**Activity a:** Pull every line from the records below that contains the word "positive".

**Provided passage:**
★ ★ ★ ★ ★

Understanding Model Uncertainty

Introduction

For every model prediction we make there is an underlying uncertainty in that prediction. One of the key aspects of operationalizing AI models, is to understand the uncertainties of the predictions. If you are going to make a decision or take an action based on a model that could impact the operation of a multimillion dollar piece of equipment it’s best to clearly understand the uncertainties in that prediction. In this post, we explore two categories of model uncertainty and illustrate these uncertainties through practical examples. Note that this post heavily draws upon Guilherme Duarte Marmerola’s excellent post.

Aleatoric vs Epistemic Uncertainty

Model uncertainty can be broken down into two different categories, aleatoric and epistemic. These are often referred to as risk (aleatoric uncertainty) and uncertainty (epistemic uncertainty). Because the term “uncertainty” can refer to a specific type of uncertainty (epistemic) or the overall uncertainty of the model, I will use the terms aleatoric and epistemic in this blog post.

At a high level, epistemic uncertainties are uncertainties that can be reduced by gathering more data or refining the models, while aleatoric uncertainties can not be reduced. Aleatoric uncertainty is intrinsic in the randomness of the process we are trying to model. Say for example, we wanted to predict the performance of a compressor pump based on its operating conditions. Each compressor is slightly different. There may be small differences in the tolerances of manufactured pieces or how the pumps were assembled. These slight differences will lead to different efficiencies under similar operating conditions. Although we can work to quantify what the aleatoric uncertainty is, on the modeling and data side, we can not reduce it.

★ ★ ★ ★ ★

**Given entries:**
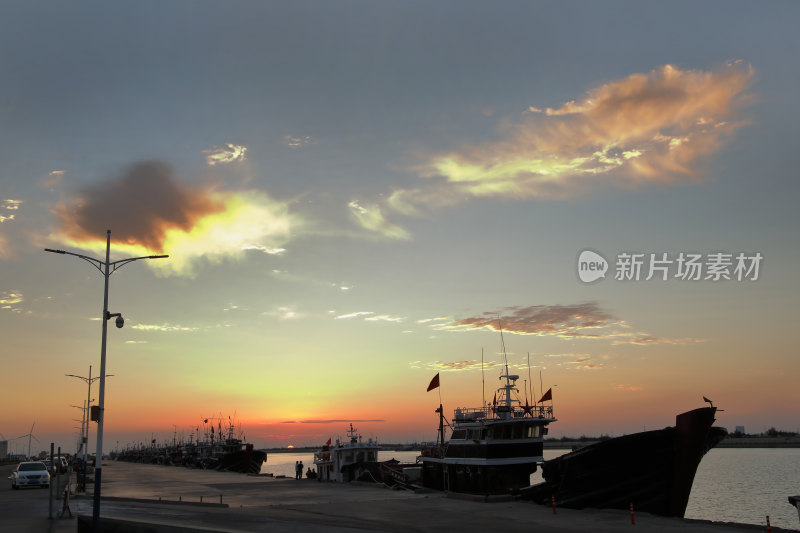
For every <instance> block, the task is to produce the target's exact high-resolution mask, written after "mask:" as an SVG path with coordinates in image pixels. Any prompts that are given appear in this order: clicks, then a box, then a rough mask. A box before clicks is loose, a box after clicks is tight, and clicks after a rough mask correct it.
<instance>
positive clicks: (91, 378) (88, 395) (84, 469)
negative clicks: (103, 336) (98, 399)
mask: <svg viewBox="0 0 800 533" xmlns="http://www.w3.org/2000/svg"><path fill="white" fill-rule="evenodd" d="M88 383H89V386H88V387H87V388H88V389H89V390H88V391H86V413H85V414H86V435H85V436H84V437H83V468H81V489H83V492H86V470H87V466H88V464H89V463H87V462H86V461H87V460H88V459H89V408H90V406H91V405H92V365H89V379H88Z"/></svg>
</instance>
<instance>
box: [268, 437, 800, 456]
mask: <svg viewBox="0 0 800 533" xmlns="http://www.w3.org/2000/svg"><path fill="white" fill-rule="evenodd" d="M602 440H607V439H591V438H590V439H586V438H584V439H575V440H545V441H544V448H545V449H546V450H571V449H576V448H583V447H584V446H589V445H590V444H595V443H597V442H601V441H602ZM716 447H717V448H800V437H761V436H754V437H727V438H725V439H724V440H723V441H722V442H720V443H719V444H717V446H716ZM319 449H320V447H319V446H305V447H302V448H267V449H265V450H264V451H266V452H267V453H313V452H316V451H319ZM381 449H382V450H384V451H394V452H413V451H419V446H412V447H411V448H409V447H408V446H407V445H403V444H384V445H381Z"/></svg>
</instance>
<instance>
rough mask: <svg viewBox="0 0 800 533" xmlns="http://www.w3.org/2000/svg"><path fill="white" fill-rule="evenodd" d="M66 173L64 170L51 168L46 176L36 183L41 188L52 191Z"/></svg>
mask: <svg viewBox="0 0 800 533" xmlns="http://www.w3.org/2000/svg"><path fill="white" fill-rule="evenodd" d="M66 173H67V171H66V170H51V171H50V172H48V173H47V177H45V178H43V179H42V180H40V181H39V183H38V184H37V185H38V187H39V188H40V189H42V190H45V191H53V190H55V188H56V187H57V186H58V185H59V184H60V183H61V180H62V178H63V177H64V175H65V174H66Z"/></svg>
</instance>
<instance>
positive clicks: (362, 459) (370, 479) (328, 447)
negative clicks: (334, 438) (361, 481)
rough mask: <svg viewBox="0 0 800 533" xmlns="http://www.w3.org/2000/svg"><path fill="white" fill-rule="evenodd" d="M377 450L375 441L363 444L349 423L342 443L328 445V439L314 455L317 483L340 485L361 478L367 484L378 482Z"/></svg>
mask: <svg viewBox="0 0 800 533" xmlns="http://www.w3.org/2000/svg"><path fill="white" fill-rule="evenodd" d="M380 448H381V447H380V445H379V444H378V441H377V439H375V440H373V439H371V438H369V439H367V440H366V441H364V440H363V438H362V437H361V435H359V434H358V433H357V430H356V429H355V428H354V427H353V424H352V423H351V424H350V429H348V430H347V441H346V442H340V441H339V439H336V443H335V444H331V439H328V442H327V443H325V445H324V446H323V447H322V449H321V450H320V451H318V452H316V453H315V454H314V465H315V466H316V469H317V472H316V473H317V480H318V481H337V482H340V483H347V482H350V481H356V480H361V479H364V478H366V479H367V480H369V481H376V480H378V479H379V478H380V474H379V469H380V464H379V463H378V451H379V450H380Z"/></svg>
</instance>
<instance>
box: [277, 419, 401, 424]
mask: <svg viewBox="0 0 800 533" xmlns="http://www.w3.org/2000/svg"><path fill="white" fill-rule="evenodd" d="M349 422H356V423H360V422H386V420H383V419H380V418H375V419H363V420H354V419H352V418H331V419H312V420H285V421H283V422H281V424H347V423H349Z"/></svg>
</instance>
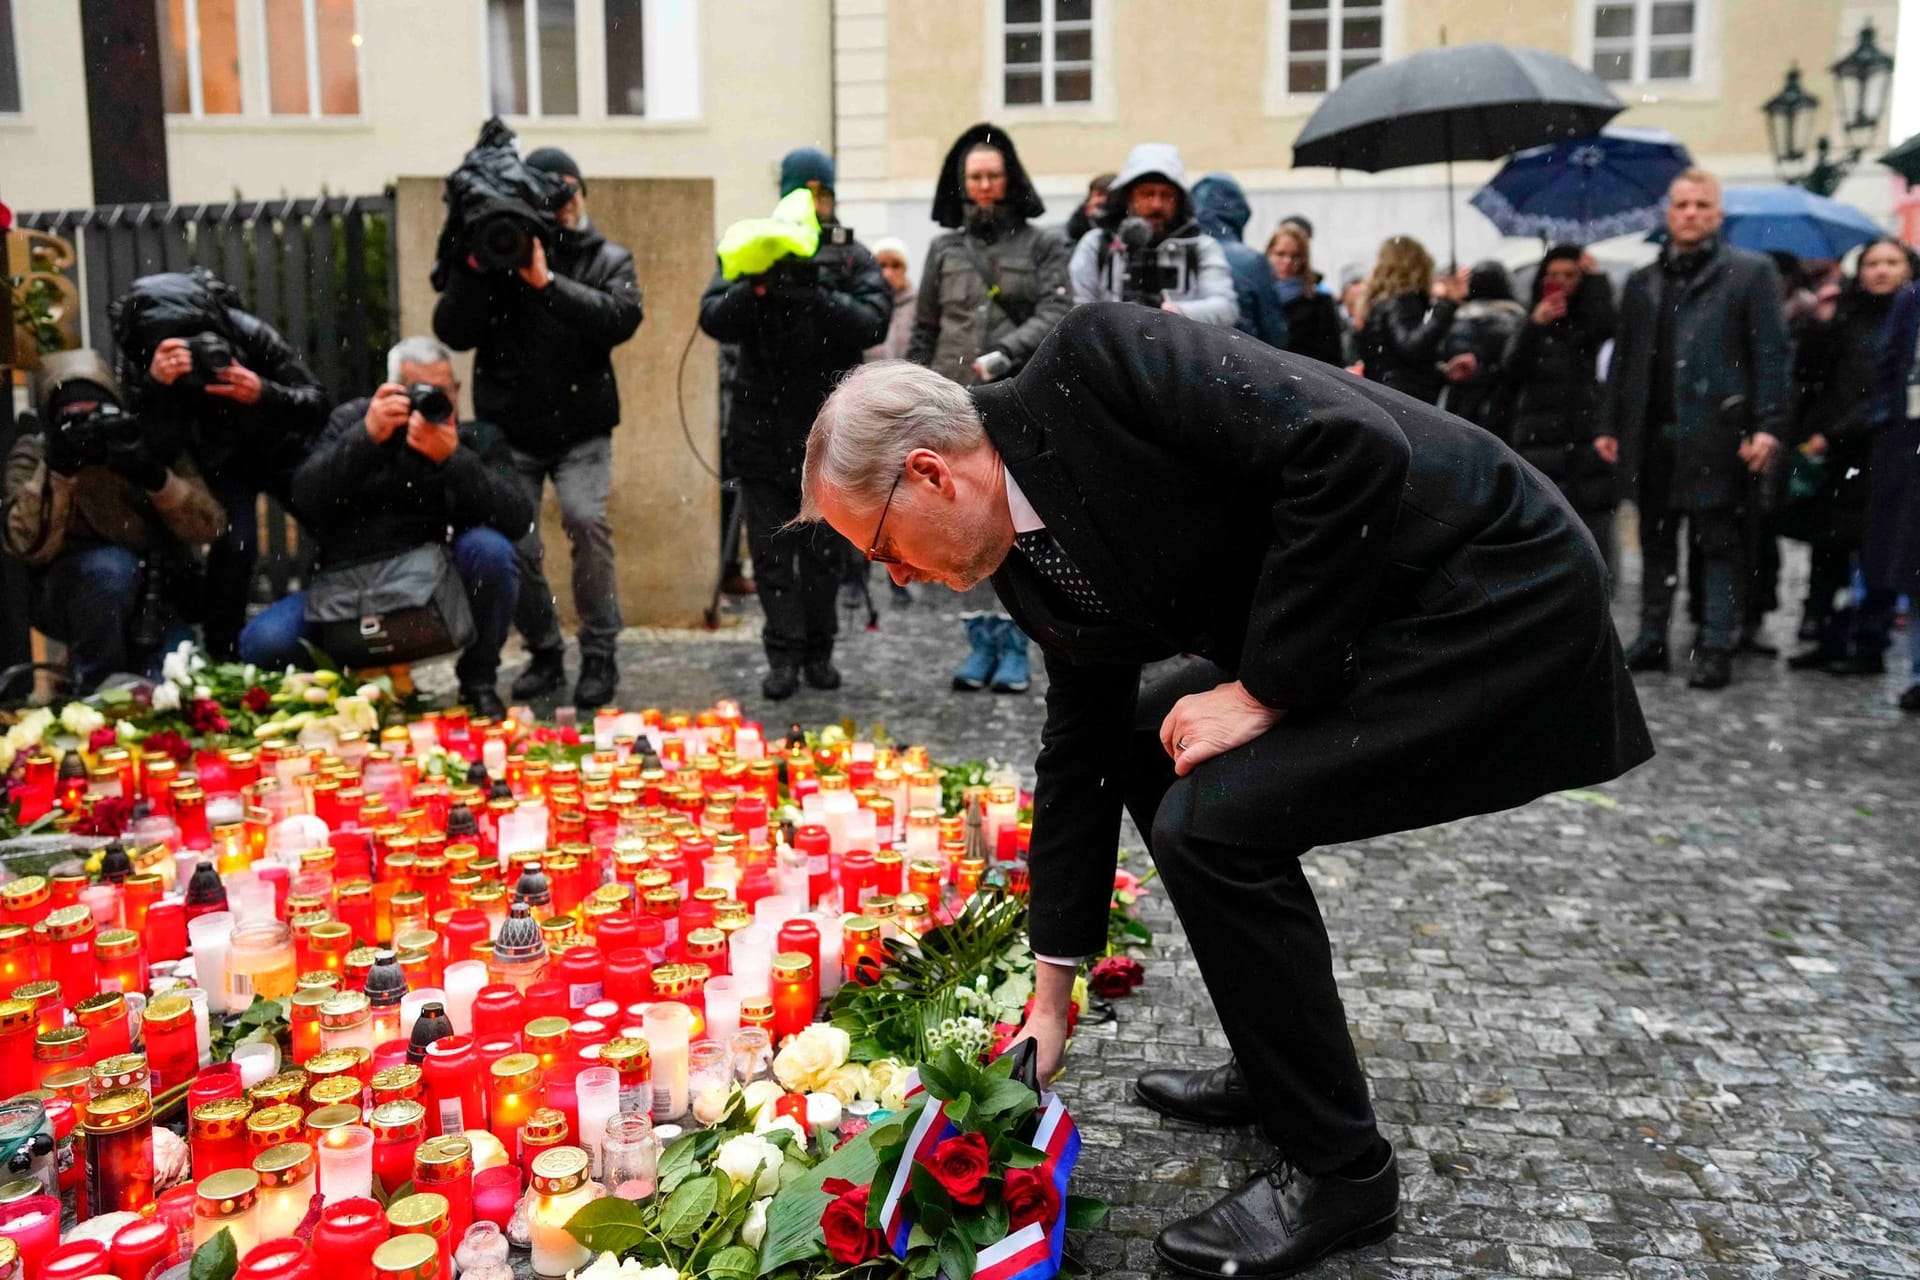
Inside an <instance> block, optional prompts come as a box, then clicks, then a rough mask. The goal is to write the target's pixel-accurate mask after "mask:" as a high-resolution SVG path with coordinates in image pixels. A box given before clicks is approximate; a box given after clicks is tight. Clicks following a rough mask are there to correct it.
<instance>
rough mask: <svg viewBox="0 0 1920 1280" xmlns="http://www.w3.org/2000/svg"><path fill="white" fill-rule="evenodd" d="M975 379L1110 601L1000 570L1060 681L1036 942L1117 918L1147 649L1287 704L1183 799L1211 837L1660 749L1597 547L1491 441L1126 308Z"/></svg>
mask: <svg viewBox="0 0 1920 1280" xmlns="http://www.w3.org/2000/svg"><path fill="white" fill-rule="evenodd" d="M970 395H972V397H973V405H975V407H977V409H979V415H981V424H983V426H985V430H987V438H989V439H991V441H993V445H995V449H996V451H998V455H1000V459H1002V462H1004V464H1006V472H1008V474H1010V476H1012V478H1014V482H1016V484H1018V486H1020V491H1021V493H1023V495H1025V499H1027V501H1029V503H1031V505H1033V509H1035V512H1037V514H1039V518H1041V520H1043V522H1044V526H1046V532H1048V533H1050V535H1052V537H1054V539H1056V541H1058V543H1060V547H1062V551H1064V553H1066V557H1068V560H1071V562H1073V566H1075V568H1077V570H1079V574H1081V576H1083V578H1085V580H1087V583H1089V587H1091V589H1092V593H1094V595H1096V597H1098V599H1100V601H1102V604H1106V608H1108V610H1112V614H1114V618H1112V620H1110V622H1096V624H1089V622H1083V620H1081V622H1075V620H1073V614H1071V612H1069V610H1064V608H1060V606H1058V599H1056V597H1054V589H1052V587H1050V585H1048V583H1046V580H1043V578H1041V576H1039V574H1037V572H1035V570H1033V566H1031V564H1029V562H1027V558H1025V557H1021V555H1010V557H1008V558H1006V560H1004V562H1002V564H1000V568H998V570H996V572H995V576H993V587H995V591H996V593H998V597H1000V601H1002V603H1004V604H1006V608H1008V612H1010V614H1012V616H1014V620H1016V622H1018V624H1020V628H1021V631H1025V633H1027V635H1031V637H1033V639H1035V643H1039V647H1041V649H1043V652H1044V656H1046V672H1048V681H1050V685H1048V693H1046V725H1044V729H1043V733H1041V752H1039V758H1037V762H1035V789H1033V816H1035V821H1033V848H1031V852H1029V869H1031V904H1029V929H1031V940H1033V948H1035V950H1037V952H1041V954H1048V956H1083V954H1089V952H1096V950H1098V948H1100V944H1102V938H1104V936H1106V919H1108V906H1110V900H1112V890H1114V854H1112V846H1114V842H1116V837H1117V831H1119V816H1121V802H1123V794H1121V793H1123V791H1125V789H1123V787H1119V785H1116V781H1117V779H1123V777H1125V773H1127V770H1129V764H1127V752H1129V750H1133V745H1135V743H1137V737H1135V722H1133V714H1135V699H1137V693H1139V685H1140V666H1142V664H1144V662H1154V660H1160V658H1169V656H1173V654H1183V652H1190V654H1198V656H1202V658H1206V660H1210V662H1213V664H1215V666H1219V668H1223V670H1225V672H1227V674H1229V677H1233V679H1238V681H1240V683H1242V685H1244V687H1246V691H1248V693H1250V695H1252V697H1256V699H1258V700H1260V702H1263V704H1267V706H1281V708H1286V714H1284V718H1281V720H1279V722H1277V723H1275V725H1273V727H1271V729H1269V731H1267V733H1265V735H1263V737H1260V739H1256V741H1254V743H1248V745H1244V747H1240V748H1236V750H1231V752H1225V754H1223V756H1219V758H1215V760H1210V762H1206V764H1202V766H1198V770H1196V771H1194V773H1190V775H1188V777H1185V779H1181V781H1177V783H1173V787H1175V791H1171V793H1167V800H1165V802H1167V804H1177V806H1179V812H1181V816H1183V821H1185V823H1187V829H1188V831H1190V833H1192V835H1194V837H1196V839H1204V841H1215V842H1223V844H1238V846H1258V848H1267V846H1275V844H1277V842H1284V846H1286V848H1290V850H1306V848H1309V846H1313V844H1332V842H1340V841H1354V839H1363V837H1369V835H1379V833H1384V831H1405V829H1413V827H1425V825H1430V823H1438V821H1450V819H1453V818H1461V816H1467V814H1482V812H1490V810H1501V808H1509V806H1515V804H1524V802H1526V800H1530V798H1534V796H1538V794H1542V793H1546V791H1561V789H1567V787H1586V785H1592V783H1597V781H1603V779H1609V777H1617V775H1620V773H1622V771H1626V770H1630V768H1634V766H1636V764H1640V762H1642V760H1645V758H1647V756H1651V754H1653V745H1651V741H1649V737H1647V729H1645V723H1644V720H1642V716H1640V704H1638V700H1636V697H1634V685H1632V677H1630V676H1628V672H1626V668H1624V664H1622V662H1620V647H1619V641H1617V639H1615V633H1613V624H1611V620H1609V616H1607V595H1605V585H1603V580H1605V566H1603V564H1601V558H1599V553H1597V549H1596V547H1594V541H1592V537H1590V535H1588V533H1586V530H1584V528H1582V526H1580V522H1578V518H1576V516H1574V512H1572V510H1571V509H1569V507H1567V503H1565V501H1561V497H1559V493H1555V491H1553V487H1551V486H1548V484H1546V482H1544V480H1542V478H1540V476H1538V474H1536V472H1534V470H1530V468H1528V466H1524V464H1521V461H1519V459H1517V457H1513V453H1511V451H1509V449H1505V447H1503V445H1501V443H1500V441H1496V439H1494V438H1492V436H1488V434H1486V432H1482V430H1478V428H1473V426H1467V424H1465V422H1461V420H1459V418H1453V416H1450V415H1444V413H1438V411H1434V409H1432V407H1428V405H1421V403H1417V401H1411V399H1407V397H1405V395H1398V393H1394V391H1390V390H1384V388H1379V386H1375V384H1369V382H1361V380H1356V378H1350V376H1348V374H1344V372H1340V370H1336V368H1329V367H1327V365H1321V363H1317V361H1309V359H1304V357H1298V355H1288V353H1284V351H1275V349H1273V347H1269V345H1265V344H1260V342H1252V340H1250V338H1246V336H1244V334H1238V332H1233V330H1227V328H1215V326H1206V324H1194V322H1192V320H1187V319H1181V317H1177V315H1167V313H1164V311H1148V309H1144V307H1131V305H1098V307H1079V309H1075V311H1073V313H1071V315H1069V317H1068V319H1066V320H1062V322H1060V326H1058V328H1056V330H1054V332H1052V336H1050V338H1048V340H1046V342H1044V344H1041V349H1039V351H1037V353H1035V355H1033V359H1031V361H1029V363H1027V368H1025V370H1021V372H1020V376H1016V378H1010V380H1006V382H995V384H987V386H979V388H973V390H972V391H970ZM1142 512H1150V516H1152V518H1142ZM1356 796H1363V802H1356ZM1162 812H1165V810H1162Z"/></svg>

★ ★ ★ ★ ★

**Activity b:** Please quote the model uncertainty post above in full, word for word.

**Response box a:**
positive clicks: (91, 378) (88, 395) (84, 469)
positive clicks: (362, 459) (370, 479) (328, 447)

**Response box b:**
Understanding Model Uncertainty

Introduction

For every model prediction we make there is an underlying uncertainty in that prediction. One of the key aspects of operationalizing AI models, is to understand the uncertainties of the predictions. If you are going to make a decision or take an action based on a model that could impact the operation of a multimillion dollar piece of equipment it’s best to clearly understand the uncertainties in that prediction. In this post, we explore two categories of model uncertainty and illustrate these uncertainties through practical examples. Note that this post heavily draws upon Guilherme Duarte Marmerola’s excellent post.

Aleatoric vs Epistemic Uncertainty

Model uncertainty can be broken down into two different categories, aleatoric and epistemic. These are often referred to as risk (aleatoric uncertainty) and uncertainty (epistemic uncertainty). Because the term “uncertainty” can refer to a specific type of uncertainty (epistemic) or the overall uncertainty of the model, I will use the terms aleatoric and epistemic in this blog post.

At a high level, epistemic uncertainties are uncertainties that can be reduced by gathering more data or refining the models, while aleatoric uncertainties can not be reduced. Aleatoric uncertainty is intrinsic in the randomness of the process we are trying to model. Say for example, we wanted to predict the performance of a compressor pump based on its operating conditions. Each compressor is slightly different. There may be small differences in the tolerances of manufactured pieces or how the pumps were assembled. These slight differences will lead to different efficiencies under similar operating conditions. Although we can work to quantify what the aleatoric uncertainty is, on the modeling and data side, we can not reduce it.